▶ **Alıntı Metin**:

<<<<

Pneumatosis intestinalis’in keşif tarihi, tıbbî literatürde oldukça eski dönemlere dayanan bir geçmişe sahiptir. Ancak bu durumun bir hastalık tablosu olarak tanımlanması, morfolojik gözlemden patogenez ve klinik korelasyona uzanan bir evrim göstermiştir.


1. İlk Gözlemler ve Patolojik Tanımlama (18. yüzyıl)

  • 1730 – Du Vernoy:
    Fransız anatomist Joseph Guichard Duverney’nin öğrencisi olduğu düşünülen ve anatomik incelemeler yapan Jacques-Bénigne Winslow ya da muhtemelen onun çağdaşı Du Vernoy, ilk kez otopsi sırasında bağırsak duvarında gaz içeren kistik yapılar tanımlamıştır. Bu olgular “hava kistleri” olarak adlandırılmış, ancak klinik anlamı henüz bilinmemekteydi.

2. Nosolojik Tanımın Ortaya Çıkışı (19. yüzyıl)

  • 1825 – Mayer:
    Alman patolog Johann Friedrich Mayer, bu durumu “pneumatosis cystoides intestinalis” terimiyle adlandırarak, gaz içeren kistlerin bağırsak duvarında lokalize olabileceğini belirtmiş, ilk defa bu morfolojik değişikliği özgül bir hastalık kategorisi olarak tanımlamaya yaklaşmıştır.

>>>>

▶ **Alıştırma Verileri**:
<<<<

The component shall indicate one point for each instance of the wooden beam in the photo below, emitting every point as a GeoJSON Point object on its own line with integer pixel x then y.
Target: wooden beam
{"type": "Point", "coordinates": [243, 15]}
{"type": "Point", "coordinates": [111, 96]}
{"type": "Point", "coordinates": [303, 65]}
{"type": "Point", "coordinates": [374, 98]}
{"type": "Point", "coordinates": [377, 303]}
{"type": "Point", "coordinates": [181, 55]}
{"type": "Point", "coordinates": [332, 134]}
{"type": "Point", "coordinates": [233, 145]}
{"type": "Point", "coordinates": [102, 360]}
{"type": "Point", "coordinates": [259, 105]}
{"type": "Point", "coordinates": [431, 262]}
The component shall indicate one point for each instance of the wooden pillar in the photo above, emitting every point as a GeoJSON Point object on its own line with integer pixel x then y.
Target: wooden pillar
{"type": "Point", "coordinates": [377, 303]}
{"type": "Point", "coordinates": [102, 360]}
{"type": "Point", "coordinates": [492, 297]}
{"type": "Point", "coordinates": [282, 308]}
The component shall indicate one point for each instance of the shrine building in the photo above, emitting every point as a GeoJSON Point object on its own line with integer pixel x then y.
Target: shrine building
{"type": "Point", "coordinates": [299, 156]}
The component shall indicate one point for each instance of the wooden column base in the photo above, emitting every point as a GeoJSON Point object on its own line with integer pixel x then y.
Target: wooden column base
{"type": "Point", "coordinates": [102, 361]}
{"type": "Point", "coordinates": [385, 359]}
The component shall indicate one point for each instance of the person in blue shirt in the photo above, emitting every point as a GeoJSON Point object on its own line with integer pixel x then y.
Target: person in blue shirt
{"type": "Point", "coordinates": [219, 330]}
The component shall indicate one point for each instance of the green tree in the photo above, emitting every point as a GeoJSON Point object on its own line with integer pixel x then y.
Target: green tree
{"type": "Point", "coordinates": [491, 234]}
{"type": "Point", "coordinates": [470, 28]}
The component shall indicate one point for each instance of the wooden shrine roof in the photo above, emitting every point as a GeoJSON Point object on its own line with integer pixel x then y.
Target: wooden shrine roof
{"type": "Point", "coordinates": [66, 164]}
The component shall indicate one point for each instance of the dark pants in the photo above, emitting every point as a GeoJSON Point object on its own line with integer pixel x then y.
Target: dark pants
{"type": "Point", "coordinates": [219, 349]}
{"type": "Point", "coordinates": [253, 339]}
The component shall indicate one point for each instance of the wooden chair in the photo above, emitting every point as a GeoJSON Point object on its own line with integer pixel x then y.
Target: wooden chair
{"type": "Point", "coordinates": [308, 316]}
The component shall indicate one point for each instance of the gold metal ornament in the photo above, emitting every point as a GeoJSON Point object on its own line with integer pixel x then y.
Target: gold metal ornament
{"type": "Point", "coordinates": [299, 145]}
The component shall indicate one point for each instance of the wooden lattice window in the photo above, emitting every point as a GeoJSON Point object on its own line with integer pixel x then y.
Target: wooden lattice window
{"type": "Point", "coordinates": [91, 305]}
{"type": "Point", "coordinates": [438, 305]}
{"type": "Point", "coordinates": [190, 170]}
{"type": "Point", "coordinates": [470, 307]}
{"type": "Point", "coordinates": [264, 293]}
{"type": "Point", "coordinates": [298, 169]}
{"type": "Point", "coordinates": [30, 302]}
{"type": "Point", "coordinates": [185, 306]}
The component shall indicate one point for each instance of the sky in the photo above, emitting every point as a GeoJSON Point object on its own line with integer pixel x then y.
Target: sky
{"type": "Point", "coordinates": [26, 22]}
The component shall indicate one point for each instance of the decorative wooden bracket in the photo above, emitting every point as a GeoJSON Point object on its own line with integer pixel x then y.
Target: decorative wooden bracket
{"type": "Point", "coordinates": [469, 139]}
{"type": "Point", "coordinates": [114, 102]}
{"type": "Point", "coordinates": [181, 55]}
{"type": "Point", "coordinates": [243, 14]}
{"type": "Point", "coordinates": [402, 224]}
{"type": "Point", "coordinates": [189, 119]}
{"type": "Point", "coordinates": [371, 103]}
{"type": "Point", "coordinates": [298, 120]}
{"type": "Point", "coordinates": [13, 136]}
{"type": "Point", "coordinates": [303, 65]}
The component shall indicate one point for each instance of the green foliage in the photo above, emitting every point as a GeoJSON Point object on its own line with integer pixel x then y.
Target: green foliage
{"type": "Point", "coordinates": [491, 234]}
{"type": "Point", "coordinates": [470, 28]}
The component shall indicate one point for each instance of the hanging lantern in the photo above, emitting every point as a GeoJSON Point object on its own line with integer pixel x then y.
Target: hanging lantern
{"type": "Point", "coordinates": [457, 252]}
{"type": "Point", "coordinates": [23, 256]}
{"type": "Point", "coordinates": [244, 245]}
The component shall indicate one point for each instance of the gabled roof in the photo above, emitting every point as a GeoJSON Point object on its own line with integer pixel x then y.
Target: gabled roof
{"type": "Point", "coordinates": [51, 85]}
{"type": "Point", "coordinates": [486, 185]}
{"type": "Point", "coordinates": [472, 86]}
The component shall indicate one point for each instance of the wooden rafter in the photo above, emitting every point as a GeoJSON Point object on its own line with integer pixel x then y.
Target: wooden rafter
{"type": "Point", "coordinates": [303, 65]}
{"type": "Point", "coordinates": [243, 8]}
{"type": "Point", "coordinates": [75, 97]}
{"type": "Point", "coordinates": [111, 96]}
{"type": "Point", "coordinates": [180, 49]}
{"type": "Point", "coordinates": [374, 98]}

>>>>
<<<<

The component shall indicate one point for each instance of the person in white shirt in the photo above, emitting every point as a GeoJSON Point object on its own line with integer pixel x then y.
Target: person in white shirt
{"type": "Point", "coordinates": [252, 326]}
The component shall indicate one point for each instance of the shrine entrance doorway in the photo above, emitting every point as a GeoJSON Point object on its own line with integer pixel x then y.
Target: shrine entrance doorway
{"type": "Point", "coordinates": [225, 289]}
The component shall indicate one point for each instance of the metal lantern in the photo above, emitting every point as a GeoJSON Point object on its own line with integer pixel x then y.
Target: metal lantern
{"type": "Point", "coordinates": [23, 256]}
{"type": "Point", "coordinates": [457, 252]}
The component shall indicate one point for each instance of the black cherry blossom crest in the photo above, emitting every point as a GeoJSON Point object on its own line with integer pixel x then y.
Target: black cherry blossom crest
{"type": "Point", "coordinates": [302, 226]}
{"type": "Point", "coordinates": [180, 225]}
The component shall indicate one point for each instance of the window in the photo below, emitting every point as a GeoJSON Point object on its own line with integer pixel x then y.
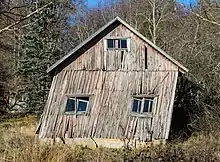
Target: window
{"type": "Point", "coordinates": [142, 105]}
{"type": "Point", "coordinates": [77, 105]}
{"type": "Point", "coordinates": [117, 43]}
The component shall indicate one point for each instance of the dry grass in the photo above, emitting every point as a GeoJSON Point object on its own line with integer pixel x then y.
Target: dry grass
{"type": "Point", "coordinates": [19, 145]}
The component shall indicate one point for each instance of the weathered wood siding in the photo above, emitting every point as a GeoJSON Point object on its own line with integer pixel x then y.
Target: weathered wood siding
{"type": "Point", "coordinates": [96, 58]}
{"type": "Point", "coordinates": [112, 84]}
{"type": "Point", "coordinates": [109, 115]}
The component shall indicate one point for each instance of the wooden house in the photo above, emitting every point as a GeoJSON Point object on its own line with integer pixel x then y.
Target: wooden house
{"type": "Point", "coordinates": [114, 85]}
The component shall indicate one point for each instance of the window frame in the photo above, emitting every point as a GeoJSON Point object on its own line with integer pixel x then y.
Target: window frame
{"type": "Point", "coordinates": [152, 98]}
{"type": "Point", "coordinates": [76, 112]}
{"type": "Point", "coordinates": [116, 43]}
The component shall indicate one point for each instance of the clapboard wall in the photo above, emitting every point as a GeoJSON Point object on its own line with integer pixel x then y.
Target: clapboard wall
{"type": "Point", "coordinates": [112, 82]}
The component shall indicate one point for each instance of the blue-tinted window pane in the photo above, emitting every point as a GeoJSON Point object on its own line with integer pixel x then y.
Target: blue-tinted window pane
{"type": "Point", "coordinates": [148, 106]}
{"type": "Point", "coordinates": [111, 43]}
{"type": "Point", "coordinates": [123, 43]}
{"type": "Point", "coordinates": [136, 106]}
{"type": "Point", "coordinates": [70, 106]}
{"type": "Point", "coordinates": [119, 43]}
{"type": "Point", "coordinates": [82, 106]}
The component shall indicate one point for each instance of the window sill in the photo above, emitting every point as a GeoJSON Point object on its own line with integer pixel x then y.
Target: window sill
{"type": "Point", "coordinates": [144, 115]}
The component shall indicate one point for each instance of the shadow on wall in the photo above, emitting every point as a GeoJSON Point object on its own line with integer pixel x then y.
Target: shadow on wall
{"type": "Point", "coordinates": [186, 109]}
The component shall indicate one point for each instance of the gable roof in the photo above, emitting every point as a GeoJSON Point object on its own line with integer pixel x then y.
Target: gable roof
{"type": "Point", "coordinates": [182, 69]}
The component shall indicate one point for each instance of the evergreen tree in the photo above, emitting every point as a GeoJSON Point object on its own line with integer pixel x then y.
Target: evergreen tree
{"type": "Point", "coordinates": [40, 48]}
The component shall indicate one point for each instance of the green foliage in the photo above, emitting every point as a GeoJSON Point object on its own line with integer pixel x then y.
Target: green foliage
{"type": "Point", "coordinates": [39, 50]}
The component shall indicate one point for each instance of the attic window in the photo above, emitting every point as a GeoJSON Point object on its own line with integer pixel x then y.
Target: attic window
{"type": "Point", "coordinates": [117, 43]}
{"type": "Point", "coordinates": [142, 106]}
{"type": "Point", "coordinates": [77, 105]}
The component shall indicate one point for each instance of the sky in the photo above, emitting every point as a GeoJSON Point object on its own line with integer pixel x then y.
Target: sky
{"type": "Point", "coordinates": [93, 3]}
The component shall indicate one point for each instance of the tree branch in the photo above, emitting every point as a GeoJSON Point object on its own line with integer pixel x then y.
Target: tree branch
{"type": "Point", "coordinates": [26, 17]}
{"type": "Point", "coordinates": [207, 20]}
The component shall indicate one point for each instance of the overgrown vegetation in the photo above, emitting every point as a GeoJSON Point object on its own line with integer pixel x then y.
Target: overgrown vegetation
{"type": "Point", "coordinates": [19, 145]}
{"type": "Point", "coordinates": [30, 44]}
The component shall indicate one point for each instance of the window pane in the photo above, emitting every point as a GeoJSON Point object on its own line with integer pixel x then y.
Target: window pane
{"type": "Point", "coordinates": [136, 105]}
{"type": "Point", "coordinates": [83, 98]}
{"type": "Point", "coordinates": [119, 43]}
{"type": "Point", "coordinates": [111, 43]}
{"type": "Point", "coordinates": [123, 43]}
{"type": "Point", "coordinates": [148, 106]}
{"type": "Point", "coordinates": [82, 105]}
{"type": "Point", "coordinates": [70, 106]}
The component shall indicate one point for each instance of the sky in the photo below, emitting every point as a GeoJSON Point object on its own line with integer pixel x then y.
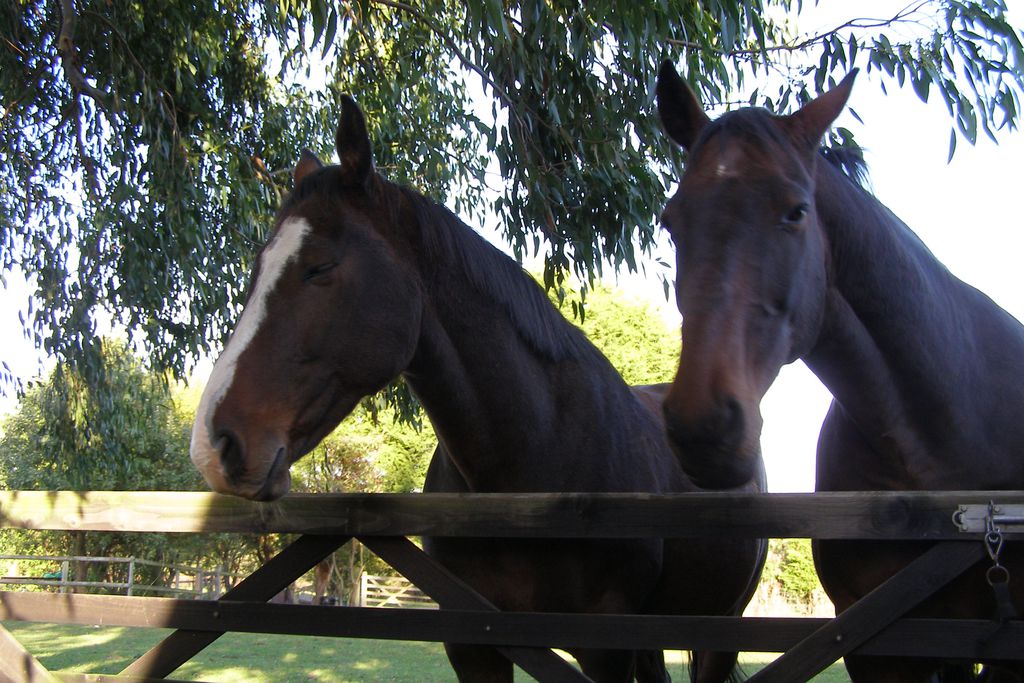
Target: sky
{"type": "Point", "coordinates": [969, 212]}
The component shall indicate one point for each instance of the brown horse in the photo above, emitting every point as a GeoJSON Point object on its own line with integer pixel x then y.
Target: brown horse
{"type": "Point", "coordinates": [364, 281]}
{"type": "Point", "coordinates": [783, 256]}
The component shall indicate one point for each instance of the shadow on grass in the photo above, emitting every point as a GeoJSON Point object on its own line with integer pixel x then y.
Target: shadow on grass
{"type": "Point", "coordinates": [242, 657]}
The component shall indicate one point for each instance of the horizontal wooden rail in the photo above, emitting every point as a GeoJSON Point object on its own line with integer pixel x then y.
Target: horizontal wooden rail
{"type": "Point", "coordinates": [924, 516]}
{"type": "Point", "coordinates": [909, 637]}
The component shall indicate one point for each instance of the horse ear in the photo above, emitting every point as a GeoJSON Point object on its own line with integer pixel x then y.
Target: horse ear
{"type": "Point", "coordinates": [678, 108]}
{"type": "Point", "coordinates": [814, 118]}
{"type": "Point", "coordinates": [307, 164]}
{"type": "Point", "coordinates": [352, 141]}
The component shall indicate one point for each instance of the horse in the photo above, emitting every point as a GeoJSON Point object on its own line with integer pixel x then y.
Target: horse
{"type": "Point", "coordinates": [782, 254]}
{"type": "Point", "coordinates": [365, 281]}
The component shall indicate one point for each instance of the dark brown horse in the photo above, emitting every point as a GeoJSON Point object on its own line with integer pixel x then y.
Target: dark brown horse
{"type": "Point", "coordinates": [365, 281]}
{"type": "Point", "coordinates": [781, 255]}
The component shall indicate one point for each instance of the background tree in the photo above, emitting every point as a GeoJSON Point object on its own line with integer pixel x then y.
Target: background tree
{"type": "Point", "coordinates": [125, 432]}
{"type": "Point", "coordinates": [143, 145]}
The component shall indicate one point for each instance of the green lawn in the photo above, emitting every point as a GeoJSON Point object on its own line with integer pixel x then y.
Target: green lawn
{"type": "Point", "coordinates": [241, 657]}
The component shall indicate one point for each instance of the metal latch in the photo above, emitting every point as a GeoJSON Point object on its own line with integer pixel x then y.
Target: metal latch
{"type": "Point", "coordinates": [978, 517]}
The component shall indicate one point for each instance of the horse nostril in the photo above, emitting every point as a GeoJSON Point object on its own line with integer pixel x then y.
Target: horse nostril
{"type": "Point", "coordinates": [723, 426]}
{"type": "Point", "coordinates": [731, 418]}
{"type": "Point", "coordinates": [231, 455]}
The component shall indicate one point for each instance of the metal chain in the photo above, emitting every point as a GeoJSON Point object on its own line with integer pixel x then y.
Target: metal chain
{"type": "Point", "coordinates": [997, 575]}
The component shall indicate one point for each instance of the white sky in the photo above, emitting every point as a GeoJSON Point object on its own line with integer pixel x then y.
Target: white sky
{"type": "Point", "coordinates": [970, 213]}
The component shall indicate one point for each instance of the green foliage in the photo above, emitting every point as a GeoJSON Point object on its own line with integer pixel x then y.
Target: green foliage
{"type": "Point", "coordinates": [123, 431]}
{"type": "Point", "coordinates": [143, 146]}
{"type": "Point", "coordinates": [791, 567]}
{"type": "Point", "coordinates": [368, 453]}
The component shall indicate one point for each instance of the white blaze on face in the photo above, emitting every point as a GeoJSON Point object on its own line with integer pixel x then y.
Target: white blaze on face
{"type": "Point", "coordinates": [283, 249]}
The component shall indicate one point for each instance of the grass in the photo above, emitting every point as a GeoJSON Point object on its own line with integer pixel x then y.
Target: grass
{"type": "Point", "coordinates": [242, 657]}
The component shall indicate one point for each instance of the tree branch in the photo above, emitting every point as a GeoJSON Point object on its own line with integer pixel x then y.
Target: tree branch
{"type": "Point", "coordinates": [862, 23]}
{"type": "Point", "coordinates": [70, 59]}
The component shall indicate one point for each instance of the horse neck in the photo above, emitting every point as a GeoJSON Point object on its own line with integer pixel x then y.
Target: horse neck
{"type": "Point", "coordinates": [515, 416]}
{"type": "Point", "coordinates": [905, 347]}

>>>>
<<<<

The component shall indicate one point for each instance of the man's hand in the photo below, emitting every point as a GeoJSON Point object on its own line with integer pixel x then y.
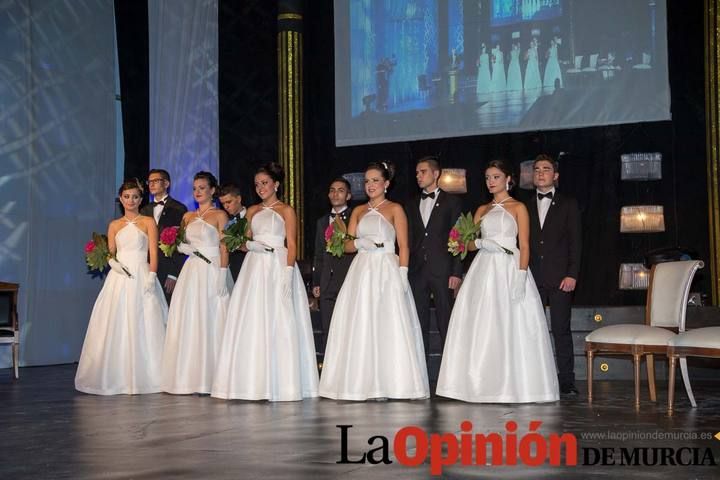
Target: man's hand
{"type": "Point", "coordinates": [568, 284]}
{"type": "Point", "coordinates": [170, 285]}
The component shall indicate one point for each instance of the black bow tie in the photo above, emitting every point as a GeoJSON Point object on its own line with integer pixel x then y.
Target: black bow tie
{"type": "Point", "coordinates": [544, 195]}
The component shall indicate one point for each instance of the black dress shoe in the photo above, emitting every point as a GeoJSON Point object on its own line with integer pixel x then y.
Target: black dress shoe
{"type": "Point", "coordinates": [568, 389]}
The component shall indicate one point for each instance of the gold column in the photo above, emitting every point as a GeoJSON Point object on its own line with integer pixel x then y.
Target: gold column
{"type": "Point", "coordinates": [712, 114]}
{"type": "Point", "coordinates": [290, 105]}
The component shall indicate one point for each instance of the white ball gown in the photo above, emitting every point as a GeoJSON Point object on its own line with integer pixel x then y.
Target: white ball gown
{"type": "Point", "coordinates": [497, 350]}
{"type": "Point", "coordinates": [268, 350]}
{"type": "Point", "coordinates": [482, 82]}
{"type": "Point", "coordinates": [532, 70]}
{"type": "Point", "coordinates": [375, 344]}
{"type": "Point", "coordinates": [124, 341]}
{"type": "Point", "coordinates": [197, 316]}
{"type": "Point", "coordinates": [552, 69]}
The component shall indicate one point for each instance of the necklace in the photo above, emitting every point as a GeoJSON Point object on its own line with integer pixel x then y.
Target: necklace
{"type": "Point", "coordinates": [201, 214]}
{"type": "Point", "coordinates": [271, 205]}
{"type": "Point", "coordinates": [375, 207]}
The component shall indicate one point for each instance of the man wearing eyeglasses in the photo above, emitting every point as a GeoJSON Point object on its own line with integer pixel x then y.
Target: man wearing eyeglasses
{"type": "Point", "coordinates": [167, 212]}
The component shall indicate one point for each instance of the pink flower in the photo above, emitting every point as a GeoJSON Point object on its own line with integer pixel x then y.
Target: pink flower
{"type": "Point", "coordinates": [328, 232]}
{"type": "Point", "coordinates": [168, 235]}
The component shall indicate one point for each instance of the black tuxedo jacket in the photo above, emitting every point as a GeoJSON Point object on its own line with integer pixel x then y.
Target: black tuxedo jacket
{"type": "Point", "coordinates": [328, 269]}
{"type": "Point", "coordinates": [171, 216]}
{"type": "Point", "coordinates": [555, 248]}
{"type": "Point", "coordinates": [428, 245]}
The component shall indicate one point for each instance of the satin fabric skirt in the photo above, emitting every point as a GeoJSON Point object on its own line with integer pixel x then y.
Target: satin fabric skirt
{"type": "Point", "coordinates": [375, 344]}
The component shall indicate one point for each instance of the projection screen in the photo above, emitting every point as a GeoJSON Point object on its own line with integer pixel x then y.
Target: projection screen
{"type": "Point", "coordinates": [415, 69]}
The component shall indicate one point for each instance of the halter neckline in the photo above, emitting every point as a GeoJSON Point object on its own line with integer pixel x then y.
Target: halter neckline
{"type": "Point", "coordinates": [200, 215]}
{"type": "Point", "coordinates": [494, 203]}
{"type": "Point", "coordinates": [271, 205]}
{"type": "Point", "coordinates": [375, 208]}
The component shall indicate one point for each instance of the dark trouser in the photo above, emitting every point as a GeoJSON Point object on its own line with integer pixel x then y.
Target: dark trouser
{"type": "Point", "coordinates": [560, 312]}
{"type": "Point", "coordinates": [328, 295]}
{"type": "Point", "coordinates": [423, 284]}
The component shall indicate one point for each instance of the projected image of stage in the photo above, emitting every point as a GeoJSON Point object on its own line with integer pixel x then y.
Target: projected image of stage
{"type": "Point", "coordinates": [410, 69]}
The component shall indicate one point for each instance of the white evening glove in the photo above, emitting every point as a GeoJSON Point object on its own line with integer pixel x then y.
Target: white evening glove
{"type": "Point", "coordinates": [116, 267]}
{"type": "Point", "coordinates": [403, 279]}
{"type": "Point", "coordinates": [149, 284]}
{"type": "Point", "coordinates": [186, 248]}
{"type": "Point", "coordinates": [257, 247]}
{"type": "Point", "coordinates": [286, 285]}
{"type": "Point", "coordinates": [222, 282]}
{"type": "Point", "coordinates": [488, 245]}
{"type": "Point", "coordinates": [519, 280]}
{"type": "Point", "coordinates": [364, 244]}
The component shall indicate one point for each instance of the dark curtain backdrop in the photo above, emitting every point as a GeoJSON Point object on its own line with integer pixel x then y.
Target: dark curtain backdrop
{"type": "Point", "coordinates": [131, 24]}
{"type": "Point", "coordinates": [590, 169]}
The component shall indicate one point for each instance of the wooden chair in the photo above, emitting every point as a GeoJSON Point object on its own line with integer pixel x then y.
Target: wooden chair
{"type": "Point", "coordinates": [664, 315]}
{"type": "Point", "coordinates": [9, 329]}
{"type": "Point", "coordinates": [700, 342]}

>>>>

▶ **Yapılacak İşlem A**:
Pneumatosis intestinalis tarihçesini anlatan metinde adı geçen kişileri, her birini metindeki en uzun ad biçimiyle yazarak sıralayın.
▶ **Yapılacak İşlem B**:
Pneumatosis intestinalis tarihçesine ilişkin metni, son cümlesinin ardından kaldığı yerden sürdürün.

▶ **Beklenen Çıktı A**:
- Du Vernoy
- Joseph Guichard Duverney
- Jacques-Bénigne Winslow
- Johann Friedrich Mayer

▶ **Beklenen Çıktı B**:
  • 1847 – Rokitansky:
    Ünlü Avusturyalı patolog Carl von Rokitansky, gastrointestinal sistemin otopsi bulgularında submukozal hava kistlerinin varlığını tekrar tanımlayarak, durumu sistematik patoloji kitaplarında yer alan bir fenomen hâline getirmiştir. Ancak yine de bu durumun klinik anlamı, semptomlarla olan ilişkisi ve etiyolojisi açık değildir.

3. Klinik ve Radyolojik Tanımlama Çağı (20. yüzyıl)

  • 1900’ler – İlk klinik vaka raporları:
    Bağırsak duvarındaki gaz birikimlerinin, hastalarda karın ağrısı, distansiyon gibi semptomlarla ilişkili olabileceği gözlemlenmiştir. Ancak bu dönemde çoğu vaka, otopsi sırasında saptanmaktadır.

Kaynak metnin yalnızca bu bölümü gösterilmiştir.